### STATED EXERCISE
Print all of the material below line for line, without changing a word, and leave out the pictures.

### ENTRIES SUPPLIED
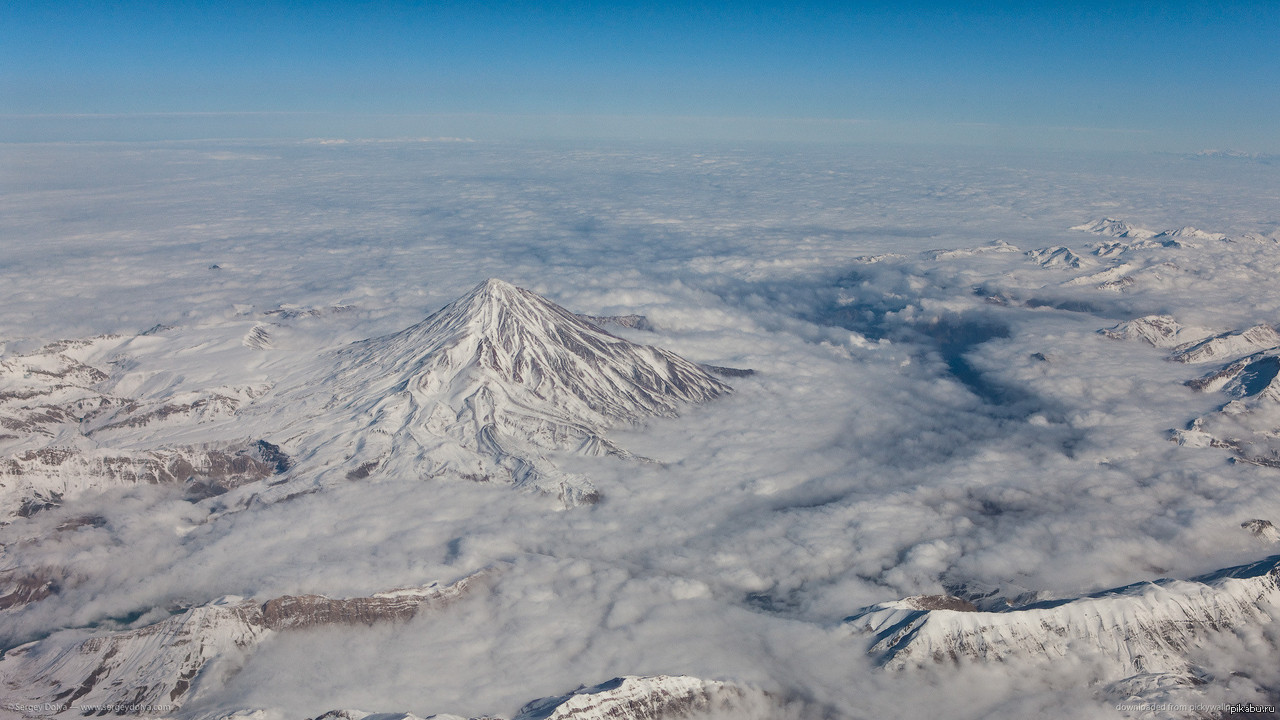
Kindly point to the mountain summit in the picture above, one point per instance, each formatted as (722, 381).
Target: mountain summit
(489, 383)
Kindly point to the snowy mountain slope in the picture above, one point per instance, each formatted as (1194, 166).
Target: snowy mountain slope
(1112, 227)
(1159, 331)
(64, 432)
(1059, 256)
(484, 388)
(658, 697)
(1141, 628)
(643, 698)
(168, 662)
(1248, 424)
(481, 390)
(1228, 345)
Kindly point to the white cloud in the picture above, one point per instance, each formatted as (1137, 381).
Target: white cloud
(904, 433)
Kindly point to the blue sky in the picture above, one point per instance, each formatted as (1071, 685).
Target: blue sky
(1169, 77)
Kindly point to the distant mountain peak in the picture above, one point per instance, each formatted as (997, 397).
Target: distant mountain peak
(493, 381)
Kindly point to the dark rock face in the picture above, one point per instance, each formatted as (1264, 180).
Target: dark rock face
(163, 662)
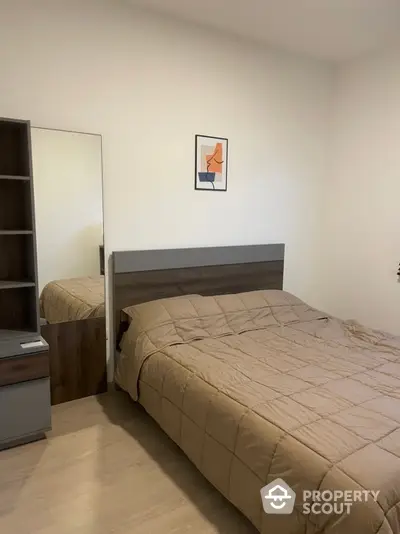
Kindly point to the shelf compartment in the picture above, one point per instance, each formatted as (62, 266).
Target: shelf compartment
(14, 284)
(18, 309)
(16, 232)
(17, 258)
(14, 148)
(16, 208)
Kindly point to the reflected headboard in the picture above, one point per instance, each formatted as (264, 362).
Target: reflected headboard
(143, 275)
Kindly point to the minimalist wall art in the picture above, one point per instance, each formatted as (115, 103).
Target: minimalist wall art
(211, 170)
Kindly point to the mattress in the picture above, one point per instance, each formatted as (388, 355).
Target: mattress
(73, 299)
(259, 386)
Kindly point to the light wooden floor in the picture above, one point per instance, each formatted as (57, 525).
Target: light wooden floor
(106, 468)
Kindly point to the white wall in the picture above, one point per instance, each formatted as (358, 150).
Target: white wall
(148, 85)
(361, 242)
(68, 203)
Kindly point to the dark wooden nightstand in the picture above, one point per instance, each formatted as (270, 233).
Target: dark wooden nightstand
(24, 398)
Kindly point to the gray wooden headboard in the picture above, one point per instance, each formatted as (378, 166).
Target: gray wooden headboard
(144, 275)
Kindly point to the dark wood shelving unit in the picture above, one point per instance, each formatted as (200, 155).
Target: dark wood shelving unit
(24, 382)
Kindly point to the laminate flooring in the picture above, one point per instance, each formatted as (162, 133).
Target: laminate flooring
(107, 468)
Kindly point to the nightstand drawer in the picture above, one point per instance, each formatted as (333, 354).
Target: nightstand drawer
(24, 411)
(23, 368)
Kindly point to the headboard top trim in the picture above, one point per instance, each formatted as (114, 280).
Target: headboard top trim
(151, 260)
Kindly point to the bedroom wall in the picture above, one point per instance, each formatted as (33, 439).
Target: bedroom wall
(148, 85)
(361, 244)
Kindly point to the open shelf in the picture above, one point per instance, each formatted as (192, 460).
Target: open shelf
(16, 208)
(14, 284)
(16, 232)
(17, 258)
(11, 177)
(18, 278)
(14, 148)
(18, 309)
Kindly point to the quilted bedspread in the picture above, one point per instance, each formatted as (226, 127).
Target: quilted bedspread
(259, 386)
(73, 299)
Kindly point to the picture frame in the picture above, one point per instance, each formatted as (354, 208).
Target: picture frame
(211, 163)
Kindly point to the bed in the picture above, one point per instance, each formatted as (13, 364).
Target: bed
(73, 299)
(257, 385)
(73, 324)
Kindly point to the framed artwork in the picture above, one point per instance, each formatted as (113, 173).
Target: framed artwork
(211, 163)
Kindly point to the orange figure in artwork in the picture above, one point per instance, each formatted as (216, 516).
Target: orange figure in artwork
(215, 160)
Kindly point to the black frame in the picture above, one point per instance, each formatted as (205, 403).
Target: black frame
(195, 163)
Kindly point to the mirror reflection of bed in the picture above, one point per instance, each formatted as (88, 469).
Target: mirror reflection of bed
(67, 168)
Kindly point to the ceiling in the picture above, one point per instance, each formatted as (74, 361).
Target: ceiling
(327, 29)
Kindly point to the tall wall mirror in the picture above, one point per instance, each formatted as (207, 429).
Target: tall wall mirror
(67, 177)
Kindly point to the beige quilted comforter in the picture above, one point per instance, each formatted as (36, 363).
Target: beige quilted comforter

### EXERCISE ANSWER
Kindly point to the mountain summit in the picture above, one point per instance, each formatted as (722, 381).
Target: mountain summit
(489, 383)
Kindly point to the snowy mountain slope in the picture above, one point per instance, each formatted as (1194, 166).
Target: snowy mountain slope
(1112, 227)
(1159, 331)
(64, 432)
(1059, 256)
(484, 388)
(658, 697)
(1141, 628)
(643, 698)
(168, 662)
(1248, 424)
(481, 390)
(1228, 345)
Kindly point to the white cloud in the picture above, one point per instance, each formatted as (1137, 381).
Target: white cloud
(904, 433)
Kindly point to the blue sky in the picture above, one point per instance, each formatted as (1071, 685).
Target: blue sky
(1169, 77)
Kindly point to the distant mountain peak in the picture above, one point per instance, each formatted as (997, 397).
Target: distant mountain peak
(493, 381)
Kindly point to the dark rock face in the picture above, one point per instance, each formatted as (1264, 180).
Target: dark rock face
(163, 662)
Kindly point to the shelf compartment in the picture above, one point per instance, each formatted as (62, 266).
Target: shelf compartment
(14, 284)
(18, 309)
(16, 232)
(17, 258)
(14, 148)
(16, 208)
Kindly point to the reflected headboard in the picture above, one point per instance, each formatted as (264, 362).
Target: reflected headboard
(143, 275)
Kindly point to the minimalist wall art in the picture above, one point per instance, each formatted as (115, 103).
Target: minimalist wall art
(211, 170)
Kindly point to the mattress in the picture above, one point per instance, each formatted as (388, 355).
Target: mattress
(73, 299)
(259, 386)
Kindly point to the light wooden floor in the picture above, one point per instance, each formatted as (57, 525).
Target: light wooden floor
(106, 468)
Kindly point to the white wall in the picture above, one point per instance, each formatted as (358, 150).
Target: white wall
(148, 85)
(361, 242)
(68, 203)
Kindly point to the dark wooden nightstand in the picture above, one point per instance, each formatted as (270, 233).
Target: dark wooden nightstand
(24, 398)
Kindly point to the gray wooden headboard in the picture above, one point per instance, each formatted as (378, 166).
Target: gray wooden headboard
(144, 275)
Kindly point to the dark wood shelving unit in the picture above, one point per instance, each formatted as (200, 155).
Target: dark wood shelving unit
(24, 382)
Kindly point to the laminate flooring in the picture above, one point per instance, each formatted as (162, 133).
Target: laminate flooring
(107, 468)
Kindly point to the nightstand drawer in the picture above, one point per instance, each formatted as (333, 354).
Target: nightstand drawer
(24, 411)
(23, 368)
Kindly point to the headboard top trim in the picture above, one point per instance, each formatted as (114, 280).
Target: headboard top trim
(151, 260)
Kindly point to the bedroom wall in the picture above, one point per instance, each formatted as (33, 439).
Target: bedroom wall
(148, 85)
(361, 244)
Kindly point to the open shelf in the picture above, one point per instance, each formatted as (192, 460).
Target: open shelf
(16, 208)
(14, 284)
(16, 232)
(17, 258)
(11, 177)
(18, 278)
(14, 148)
(18, 309)
Kindly point to the quilted bedspread in the picture above, one point per instance, each formatted as (226, 127).
Target: quilted bedspread
(259, 386)
(73, 299)
Kindly point to the picture frame in the picture above, one point per instance, each formatted as (354, 208).
Target: picture frame
(211, 163)
Kindly point to the bed in the picture above, one point per instance, each formatted as (13, 364).
Target: bed
(73, 299)
(257, 385)
(73, 324)
Kindly point to the framed artwork in the picture above, one point per instance, each formatted as (113, 173).
Target: framed artwork
(211, 163)
Kindly point to the orange figure in artwork in the picture above, one point per instance, each formatted as (216, 516).
Target: orange figure in artwork
(215, 160)
Kindly point to the black frame in the picture above, one point per instance, each formatted as (205, 403).
Target: black frame
(195, 163)
Kindly point to the mirror reflection of bed in the picture above, one point per instance, each formatted as (88, 469).
Target: mirror reflection of bed
(67, 168)
Kindly point to the ceiling in the picture above, one point per instance, each formatted as (74, 361).
Target: ceiling
(327, 29)
Kindly point to the tall wall mirror in the picture above, one point per instance, each formatted as (207, 429).
Target: tall wall mirror
(67, 177)
Kindly point to the beige quilted comforter in the picture above, one point per instance, each formatted as (36, 363).
Target: beige quilted comforter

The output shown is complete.